WHAT TO WORK ON
For the word "boat", find each line in the entries where it occurs and copy that line.

Referring expression pointing data:
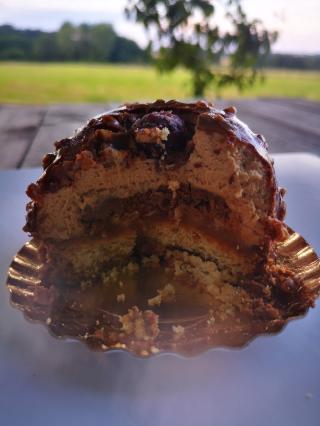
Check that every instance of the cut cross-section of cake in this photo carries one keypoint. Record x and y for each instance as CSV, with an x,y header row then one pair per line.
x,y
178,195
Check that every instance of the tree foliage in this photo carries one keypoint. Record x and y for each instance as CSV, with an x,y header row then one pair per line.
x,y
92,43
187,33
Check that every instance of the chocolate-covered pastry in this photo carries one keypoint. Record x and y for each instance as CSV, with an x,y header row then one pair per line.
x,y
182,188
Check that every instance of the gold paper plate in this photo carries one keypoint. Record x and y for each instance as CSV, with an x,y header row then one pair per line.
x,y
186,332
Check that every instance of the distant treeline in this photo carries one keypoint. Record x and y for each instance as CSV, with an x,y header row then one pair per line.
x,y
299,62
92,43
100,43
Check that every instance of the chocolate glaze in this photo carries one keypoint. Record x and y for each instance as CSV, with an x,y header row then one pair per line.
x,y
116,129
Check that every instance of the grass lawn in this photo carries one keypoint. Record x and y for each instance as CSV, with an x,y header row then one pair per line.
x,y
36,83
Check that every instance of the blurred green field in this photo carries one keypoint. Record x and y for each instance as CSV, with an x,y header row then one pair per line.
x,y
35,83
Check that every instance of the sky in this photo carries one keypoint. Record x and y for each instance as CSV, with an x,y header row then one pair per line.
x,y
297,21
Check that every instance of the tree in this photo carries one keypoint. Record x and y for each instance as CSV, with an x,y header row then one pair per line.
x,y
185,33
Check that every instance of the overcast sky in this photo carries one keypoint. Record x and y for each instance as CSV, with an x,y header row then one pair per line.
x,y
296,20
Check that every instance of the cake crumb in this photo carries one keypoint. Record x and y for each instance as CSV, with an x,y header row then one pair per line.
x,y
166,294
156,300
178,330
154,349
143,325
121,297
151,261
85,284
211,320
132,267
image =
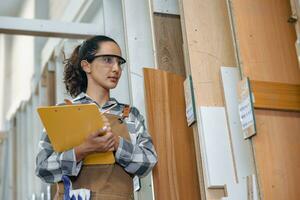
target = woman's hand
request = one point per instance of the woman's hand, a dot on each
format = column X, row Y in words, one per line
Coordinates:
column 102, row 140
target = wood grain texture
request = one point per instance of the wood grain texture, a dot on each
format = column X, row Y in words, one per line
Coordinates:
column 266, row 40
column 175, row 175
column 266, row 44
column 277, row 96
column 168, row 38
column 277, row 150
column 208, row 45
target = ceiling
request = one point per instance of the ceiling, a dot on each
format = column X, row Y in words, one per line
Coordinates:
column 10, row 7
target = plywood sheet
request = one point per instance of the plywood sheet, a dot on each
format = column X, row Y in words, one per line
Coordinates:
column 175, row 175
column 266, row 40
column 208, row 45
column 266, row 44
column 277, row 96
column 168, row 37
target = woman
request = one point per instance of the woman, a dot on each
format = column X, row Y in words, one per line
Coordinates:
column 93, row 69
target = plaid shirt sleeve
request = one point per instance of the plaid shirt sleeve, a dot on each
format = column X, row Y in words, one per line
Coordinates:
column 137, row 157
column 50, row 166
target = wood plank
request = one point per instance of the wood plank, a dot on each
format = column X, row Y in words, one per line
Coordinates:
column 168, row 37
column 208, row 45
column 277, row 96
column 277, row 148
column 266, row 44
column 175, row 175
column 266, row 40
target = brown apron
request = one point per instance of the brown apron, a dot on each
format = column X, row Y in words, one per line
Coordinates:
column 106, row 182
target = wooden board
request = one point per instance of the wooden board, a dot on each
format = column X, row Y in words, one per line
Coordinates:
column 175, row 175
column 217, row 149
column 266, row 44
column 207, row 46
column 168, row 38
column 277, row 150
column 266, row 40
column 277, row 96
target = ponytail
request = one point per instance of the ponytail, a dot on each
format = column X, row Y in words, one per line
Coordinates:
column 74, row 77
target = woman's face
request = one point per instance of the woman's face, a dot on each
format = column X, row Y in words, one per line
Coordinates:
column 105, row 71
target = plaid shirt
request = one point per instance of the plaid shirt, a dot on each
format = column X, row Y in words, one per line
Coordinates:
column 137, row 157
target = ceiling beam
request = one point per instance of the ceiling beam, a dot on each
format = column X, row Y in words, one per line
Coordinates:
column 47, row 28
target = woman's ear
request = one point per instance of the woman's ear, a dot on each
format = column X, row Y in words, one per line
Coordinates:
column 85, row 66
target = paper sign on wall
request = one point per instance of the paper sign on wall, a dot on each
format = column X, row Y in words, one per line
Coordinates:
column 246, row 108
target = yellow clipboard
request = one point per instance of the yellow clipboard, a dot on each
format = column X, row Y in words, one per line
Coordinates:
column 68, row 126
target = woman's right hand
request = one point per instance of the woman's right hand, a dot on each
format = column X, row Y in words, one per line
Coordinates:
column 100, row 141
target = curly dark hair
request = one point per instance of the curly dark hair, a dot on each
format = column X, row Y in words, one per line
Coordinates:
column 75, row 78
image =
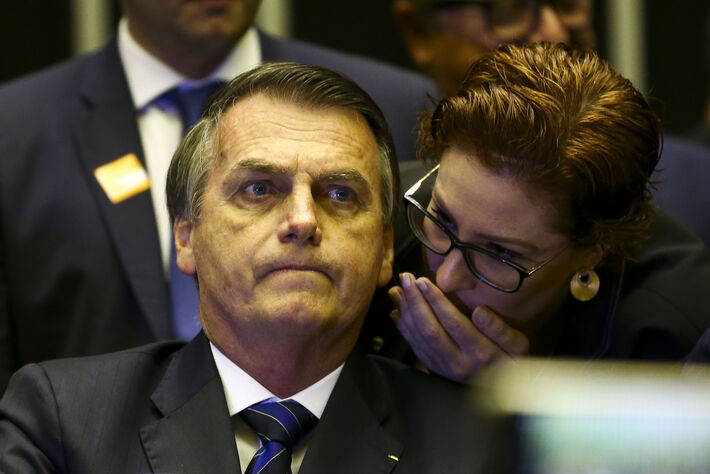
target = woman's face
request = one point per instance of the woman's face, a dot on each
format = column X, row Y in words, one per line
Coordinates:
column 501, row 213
==
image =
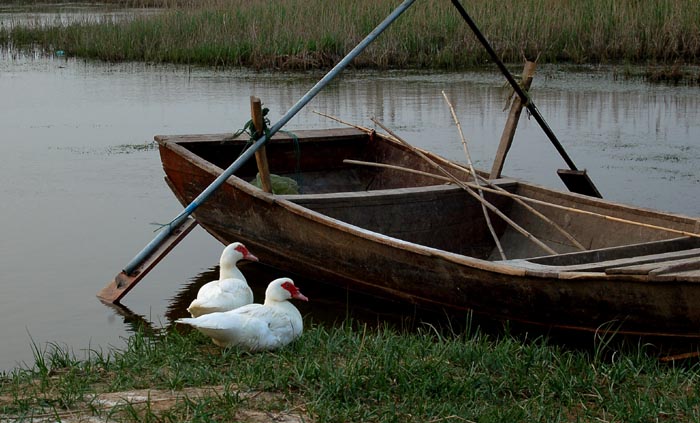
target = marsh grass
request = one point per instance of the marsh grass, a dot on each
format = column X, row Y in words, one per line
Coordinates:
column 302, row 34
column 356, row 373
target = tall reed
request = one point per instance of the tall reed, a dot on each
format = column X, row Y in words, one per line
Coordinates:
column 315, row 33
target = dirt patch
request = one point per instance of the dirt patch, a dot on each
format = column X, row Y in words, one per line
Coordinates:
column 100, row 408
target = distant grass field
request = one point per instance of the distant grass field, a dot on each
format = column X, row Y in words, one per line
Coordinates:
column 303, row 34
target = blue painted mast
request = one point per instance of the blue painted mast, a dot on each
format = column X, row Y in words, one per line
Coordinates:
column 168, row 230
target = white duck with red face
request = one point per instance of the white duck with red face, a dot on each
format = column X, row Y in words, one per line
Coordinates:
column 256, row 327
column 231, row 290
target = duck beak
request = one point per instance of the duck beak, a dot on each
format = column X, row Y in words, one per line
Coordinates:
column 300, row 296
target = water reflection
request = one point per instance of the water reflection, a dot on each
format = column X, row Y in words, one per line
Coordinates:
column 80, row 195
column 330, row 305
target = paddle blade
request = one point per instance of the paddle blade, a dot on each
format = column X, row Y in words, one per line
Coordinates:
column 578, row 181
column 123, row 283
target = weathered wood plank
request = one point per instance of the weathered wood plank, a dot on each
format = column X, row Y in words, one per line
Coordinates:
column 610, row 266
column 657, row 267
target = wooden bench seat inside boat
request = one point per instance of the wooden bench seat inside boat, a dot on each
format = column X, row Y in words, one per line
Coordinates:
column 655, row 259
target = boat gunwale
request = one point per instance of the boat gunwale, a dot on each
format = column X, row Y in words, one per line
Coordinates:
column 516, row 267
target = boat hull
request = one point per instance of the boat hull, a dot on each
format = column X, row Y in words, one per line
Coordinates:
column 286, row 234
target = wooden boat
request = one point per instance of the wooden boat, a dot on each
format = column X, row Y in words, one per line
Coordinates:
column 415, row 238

RESPONSE TO THIS EXERCISE
target = wooden bench seat inside boat
request = one point per instance of the wooden bench seat inside boat, a dot on each
target = boat gunwale
request = one point per instance of the boat gunwale, a dot on each
target = boat hull
request = one point per instance of the boat hull, a dot on each
target = wooden boat
request = one point per instance of the wooden boat, a dot on each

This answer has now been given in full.